ABOUT THIS EXERCISE: Print the lines in the listing below that fall between the line with "Reviewer note: verify that every instance of the red" and the line with "[[667, 345], [172, 372]]", those two lines included, exactly as they stand and with nothing else.

DATA UNDER STUDY:
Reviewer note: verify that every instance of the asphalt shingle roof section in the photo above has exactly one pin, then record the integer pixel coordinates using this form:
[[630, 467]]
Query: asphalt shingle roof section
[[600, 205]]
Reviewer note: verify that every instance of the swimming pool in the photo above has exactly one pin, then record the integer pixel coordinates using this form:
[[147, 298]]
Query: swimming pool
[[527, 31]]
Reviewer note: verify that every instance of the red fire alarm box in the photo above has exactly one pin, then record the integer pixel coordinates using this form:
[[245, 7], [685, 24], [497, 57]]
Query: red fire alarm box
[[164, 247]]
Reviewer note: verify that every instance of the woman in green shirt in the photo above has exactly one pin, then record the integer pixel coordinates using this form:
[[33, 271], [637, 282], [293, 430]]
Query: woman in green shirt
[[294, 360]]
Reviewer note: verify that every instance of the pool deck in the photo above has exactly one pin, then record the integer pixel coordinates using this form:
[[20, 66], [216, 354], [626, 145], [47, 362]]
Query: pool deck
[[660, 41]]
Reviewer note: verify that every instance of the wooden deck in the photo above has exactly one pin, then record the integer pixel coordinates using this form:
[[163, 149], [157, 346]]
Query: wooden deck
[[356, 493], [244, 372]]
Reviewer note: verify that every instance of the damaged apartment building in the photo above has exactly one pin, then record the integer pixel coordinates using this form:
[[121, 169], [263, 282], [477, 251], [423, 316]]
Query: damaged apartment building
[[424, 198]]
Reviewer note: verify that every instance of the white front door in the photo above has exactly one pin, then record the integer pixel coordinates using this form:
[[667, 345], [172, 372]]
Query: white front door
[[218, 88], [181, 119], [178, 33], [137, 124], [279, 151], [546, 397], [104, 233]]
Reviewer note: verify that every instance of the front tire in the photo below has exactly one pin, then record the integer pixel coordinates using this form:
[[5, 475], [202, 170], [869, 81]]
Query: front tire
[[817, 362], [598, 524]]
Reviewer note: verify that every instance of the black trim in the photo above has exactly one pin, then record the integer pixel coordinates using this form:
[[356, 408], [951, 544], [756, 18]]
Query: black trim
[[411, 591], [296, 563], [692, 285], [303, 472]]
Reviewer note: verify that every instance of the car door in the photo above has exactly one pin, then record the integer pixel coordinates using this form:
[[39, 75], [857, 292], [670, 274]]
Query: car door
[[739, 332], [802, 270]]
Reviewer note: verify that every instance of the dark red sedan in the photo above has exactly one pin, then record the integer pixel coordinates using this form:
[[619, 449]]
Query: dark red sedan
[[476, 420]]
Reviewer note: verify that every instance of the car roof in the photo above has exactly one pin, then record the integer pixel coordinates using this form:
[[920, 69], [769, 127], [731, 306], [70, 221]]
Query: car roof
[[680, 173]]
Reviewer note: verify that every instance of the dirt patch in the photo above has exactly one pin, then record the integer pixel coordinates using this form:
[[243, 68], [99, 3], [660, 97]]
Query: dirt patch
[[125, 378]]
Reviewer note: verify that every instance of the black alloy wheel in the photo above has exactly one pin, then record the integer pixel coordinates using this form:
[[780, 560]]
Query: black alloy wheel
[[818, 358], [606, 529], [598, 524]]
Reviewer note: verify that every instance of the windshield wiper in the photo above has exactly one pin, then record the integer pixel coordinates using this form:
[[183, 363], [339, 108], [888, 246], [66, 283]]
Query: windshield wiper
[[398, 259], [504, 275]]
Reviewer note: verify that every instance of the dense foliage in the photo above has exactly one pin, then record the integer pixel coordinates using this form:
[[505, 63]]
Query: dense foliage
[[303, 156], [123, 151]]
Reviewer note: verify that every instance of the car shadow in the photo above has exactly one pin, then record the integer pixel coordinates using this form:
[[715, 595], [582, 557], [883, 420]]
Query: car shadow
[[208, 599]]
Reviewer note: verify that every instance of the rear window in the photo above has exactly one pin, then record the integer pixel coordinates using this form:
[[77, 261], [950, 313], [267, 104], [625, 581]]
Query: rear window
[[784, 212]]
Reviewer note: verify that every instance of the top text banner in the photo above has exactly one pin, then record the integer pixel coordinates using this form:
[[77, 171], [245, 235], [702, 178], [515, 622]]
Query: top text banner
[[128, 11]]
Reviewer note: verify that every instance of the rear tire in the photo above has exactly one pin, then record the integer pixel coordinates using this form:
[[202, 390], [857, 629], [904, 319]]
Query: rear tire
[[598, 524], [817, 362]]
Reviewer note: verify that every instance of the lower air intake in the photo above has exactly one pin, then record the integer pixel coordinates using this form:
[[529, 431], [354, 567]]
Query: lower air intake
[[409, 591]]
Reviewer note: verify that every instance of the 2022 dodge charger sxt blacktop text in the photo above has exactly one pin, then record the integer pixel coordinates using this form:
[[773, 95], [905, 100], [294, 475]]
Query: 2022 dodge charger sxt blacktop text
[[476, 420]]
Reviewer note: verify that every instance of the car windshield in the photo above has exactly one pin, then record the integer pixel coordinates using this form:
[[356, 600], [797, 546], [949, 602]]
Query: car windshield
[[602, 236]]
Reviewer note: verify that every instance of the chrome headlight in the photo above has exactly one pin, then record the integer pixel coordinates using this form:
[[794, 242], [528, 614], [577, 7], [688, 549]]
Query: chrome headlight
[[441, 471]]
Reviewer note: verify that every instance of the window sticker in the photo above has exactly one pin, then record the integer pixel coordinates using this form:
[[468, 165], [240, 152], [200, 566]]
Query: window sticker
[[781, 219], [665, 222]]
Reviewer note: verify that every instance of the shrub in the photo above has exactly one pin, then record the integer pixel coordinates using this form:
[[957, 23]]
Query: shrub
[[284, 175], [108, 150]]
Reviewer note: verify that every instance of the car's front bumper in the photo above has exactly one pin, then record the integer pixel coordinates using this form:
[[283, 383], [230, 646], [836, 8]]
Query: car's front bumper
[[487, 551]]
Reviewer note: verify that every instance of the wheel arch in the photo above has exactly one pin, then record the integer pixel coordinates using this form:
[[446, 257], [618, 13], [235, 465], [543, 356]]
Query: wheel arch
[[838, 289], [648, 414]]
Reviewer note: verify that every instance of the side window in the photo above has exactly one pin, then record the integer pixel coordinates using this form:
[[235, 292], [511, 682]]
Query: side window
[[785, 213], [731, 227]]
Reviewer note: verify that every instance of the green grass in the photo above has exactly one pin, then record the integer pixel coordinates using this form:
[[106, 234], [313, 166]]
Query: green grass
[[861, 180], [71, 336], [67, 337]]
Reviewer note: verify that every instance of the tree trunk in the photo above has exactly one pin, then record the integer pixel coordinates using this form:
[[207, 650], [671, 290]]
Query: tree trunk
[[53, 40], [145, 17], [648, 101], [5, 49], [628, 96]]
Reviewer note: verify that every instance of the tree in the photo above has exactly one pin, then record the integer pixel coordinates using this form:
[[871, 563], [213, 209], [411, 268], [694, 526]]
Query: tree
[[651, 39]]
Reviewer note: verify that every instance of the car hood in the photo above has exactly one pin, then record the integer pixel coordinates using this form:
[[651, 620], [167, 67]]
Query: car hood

SOLVED EXERCISE:
Reviewer note: verify that every instance of the red fire alarm box in the photo above has exactly one pin, then record the integer pixel coordinates using this form:
[[245, 7], [685, 24], [497, 57]]
Query: red fire alarm box
[[164, 247]]
Reviewer note: verify that every instance of the woman in green shirt in the photo above has exactly one pin, then record the integer pixel coordinates using this form:
[[33, 271], [637, 282], [293, 430]]
Query: woman in green shirt
[[294, 360]]
Reviewer note: verify that every instance of the pool deck in the photo above has exactly one pin, then record the integer pixel coordinates using this form:
[[20, 66], [216, 354], [626, 145], [47, 362]]
Query: pool deck
[[660, 41]]
Reviewer note: verify that every instance of the wooden deck in the photo above has exactly one pin, then record the integer pixel coordinates using this form:
[[163, 149], [157, 346]]
Query: wooden deck
[[356, 493], [244, 372]]
Reviewer note: verify that every instance of the damaged apartment building in the photo above has exactly one pin, then record the integer pixel coordinates using this form:
[[121, 169], [263, 282], [477, 251], [423, 316]]
Query: damaged apartment building
[[424, 198]]
Reviewer note: verify that every instance of the white front door in the photo above has exactly one pin, then record the integer pixel coordinates using this form:
[[667, 345], [172, 372]]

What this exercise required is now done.